— AIM —
The records that follow need to be output exactly as they are.
┌──
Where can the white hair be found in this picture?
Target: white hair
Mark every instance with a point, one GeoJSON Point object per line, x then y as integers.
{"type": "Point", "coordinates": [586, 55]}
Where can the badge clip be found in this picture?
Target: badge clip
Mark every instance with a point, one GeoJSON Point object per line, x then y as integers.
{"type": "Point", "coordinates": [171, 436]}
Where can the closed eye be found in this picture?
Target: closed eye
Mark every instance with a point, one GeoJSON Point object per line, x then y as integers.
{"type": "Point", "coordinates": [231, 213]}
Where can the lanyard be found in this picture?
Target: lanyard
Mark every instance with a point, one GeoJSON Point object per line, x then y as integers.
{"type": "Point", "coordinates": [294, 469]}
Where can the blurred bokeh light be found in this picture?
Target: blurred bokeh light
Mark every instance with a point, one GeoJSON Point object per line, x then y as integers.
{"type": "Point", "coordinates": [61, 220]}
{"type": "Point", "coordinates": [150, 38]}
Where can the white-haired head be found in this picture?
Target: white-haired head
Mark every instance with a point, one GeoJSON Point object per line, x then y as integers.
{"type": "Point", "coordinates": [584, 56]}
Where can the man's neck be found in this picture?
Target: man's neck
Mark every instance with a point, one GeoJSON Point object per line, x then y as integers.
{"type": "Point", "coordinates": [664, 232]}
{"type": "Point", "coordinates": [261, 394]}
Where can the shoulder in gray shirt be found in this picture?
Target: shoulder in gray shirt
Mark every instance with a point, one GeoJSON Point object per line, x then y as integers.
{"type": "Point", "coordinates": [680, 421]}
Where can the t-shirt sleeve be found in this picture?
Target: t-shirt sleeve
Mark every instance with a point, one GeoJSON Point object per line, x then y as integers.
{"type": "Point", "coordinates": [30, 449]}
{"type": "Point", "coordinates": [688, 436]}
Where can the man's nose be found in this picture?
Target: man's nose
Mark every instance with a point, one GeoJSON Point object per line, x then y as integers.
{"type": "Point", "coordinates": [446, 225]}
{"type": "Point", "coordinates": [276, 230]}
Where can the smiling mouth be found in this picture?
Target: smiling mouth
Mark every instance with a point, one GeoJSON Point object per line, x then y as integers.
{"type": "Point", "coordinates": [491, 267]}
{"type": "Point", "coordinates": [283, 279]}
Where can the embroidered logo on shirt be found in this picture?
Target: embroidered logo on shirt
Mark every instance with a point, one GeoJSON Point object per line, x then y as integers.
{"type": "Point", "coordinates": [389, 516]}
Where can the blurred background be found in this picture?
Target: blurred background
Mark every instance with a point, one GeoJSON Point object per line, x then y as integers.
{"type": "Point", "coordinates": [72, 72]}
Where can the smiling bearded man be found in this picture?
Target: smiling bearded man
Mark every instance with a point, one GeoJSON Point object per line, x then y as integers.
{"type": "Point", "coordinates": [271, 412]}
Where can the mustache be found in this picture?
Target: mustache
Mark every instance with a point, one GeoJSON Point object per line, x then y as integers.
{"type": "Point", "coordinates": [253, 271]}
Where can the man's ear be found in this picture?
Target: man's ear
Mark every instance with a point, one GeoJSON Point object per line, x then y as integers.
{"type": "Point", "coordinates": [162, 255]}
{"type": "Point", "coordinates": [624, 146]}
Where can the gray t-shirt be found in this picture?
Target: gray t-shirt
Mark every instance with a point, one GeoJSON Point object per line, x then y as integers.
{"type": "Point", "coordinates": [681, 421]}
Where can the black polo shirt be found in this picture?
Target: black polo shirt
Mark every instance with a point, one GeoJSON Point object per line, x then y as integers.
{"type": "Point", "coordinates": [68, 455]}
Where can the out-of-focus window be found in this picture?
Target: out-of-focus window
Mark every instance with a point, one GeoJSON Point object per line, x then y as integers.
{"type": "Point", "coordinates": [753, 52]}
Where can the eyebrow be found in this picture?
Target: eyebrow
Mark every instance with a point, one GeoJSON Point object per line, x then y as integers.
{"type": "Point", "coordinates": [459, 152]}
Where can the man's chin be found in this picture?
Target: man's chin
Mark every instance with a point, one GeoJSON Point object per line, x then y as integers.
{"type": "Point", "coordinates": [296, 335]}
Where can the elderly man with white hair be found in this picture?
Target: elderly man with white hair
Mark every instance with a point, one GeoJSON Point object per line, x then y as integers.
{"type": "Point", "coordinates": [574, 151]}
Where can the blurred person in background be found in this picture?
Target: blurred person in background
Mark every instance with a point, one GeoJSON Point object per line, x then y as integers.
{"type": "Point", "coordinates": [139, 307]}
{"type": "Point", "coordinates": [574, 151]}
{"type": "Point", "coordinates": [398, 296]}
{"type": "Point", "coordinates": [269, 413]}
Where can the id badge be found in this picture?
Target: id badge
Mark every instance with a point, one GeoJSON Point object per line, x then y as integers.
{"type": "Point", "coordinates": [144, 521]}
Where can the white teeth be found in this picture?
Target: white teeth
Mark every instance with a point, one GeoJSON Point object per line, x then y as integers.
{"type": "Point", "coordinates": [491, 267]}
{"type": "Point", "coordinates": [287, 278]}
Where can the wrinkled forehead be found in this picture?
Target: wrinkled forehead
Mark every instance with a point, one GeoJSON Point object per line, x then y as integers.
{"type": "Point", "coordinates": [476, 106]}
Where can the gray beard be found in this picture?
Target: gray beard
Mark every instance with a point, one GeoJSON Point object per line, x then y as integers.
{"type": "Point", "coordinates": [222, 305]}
└──
— FULL ANSWER —
Where can the white hair be found in this picture?
Target: white hair
Mark every instance with a point, one GeoJSON Point object per line, x then y as integers.
{"type": "Point", "coordinates": [586, 55]}
Where can the badge clip be found in this picture?
Target: badge clip
Mark every instance with a point, one GeoJSON Point object per line, x then y as integers.
{"type": "Point", "coordinates": [171, 436]}
Where can the closed eye be found in this picture?
Target: closed eye
Mark every instance with a point, one GeoJSON Point object per line, x then y as integers.
{"type": "Point", "coordinates": [231, 213]}
Where can the lanyard be found in this picture?
Target: lanyard
Mark every instance with a point, one GeoJSON Point object per line, x then y as integers.
{"type": "Point", "coordinates": [294, 469]}
Where can the blurred bokeh light be found in this picture?
Target: blurred bokeh light
Mark every instance with a point, one GeoJSON Point object per line, x then y as integers.
{"type": "Point", "coordinates": [61, 220]}
{"type": "Point", "coordinates": [150, 38]}
Where can the white-haired head be found in this picture?
Target: white-haired head
Mark every instance with a point, one GeoJSON Point object per line, x then y as integers.
{"type": "Point", "coordinates": [584, 56]}
Where can the man's neck be found in this picture?
Target: man's neck
Mark every instance with a point, one GeoJSON Point object per line, x then y as integers.
{"type": "Point", "coordinates": [664, 232]}
{"type": "Point", "coordinates": [261, 394]}
Where can the shoulder in gray shirt be found in this picture?
Target: shoulder in gray shirt
Mark every instance with a point, one GeoJSON Point object per line, x then y as integers.
{"type": "Point", "coordinates": [680, 421]}
Where can the t-shirt sleeve be found in this picture?
Target: t-shirt sleeve
Mark every instance with a point, one GeoJSON Point object per line, x then y as integers.
{"type": "Point", "coordinates": [30, 449]}
{"type": "Point", "coordinates": [688, 436]}
Where can the man's nose be found in this picture?
Target: man's nose
Mark every instance with a point, one GeoJSON Point object per line, x then y as integers.
{"type": "Point", "coordinates": [446, 225]}
{"type": "Point", "coordinates": [276, 230]}
Where can the smiling mouth be found in this picture?
Target: smiling mouth
Mark every instance with a point, one GeoJSON Point object per line, x then y as integers.
{"type": "Point", "coordinates": [491, 267]}
{"type": "Point", "coordinates": [283, 279]}
Where can the embroidered logo on shirt be found in this picture?
Target: embroidered logo on shirt
Mark every instance with a point, one GeoJSON Point object per line, x then y as integers.
{"type": "Point", "coordinates": [389, 516]}
Where can the blurred background be found in this picture?
Target: blurred background
Mark every instance with a point, one GeoJSON Point object per line, x then y as integers.
{"type": "Point", "coordinates": [72, 72]}
Where can the smiling bearded man be found in this picture?
Target: smiling bearded man
Mark every instance with a point, one GeoJSON Point object per line, x then y as integers.
{"type": "Point", "coordinates": [271, 412]}
Where can the mustache be found in this picture?
Target: mustache
Mark every instance with a point, one GeoJSON Point object per line, x then y as integers.
{"type": "Point", "coordinates": [253, 271]}
Where can the man's ear be found in this picture?
Target: man's ear
Mark every instance with a point, one GeoJSON Point object per line, x then y as integers.
{"type": "Point", "coordinates": [162, 255]}
{"type": "Point", "coordinates": [624, 146]}
Where can the gray t-shirt be found in this picture?
Target: gray t-shirt
Mark every instance with a point, one GeoJSON Point object per line, x then y as integers.
{"type": "Point", "coordinates": [681, 421]}
Where can the black polo shirt be found in this picture?
Target: black polo shirt
Mark every instance with a point, one GeoJSON Point object per line, x then y as integers.
{"type": "Point", "coordinates": [68, 455]}
Where can the out-of-focus window be found in this picture?
Target: out-of-focus window
Mark every instance with a point, one GeoJSON Point object per line, x then y as integers.
{"type": "Point", "coordinates": [753, 52]}
Where can the eyebrow be found in this picture?
Target: eyebrow
Mark every instance with a point, one GeoJSON Point object per line, x then y as integers.
{"type": "Point", "coordinates": [459, 152]}
Where can the man's chin be found in this picture?
Target: man's chin
Mark every instance with a point, one GeoJSON Point object per line, x then y as integers.
{"type": "Point", "coordinates": [296, 335]}
Where can the elderly man with white hair be found in this picture?
Target: elderly man with white hair
Mark every instance with a point, one GeoJSON Point object per line, x then y as integers.
{"type": "Point", "coordinates": [574, 151]}
Where can the blurred person in background be found in this picture?
Target: blurred person in background
Mark every instance with a point, one GeoJSON Point object per line, x then y as integers.
{"type": "Point", "coordinates": [139, 307]}
{"type": "Point", "coordinates": [574, 151]}
{"type": "Point", "coordinates": [398, 296]}
{"type": "Point", "coordinates": [269, 413]}
Where can the id badge be found in this picture?
Target: id badge
Mark every instance with a point, one GeoJSON Point object per line, x then y as integers.
{"type": "Point", "coordinates": [144, 521]}
Where can the white teeth be found in this picture?
Target: white teeth
Mark every instance with a point, one GeoJSON Point object per line, x then y as integers.
{"type": "Point", "coordinates": [491, 267]}
{"type": "Point", "coordinates": [287, 278]}
Where can the wrinkled forehead be found in this picture?
Target: wrinkled forehead
Mark every instance with a point, one GeoJSON Point object per line, x then y as integers.
{"type": "Point", "coordinates": [476, 106]}
Where can the gray beard be found in this picture?
Target: gray beard
Mark every instance with a point, one GeoJSON Point object per line, x then y as integers.
{"type": "Point", "coordinates": [222, 305]}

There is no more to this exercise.